What is expected
Wherever the word "green" turns up in a line of the entries, copy that line.

*** Records for the exercise ***

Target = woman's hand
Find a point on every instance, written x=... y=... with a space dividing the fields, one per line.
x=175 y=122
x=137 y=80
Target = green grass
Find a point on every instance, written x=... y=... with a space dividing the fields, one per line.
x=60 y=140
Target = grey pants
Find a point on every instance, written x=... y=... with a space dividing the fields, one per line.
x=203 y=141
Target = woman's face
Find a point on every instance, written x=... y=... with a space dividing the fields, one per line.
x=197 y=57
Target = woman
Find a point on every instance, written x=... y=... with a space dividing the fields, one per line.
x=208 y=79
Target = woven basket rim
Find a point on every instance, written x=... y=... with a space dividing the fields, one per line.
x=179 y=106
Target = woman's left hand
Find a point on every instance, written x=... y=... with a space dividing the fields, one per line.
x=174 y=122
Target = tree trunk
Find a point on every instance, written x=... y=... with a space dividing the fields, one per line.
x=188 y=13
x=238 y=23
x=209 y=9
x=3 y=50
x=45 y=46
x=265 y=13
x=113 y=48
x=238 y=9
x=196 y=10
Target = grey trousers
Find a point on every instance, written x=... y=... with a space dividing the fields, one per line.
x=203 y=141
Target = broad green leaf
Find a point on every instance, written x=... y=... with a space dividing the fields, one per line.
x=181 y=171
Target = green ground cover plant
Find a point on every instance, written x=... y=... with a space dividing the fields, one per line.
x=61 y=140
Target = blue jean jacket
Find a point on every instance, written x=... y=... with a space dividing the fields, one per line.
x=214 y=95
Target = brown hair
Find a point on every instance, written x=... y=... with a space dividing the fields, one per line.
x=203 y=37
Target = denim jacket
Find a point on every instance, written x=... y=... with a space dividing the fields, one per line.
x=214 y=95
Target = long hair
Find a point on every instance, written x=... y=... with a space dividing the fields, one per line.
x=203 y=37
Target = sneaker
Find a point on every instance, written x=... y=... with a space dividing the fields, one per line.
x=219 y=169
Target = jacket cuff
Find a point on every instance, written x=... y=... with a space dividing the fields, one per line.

*** End of Records for the exercise ***

Reply to the task
Target = green grass
Target = broad green leaf
Target = green ground cover plant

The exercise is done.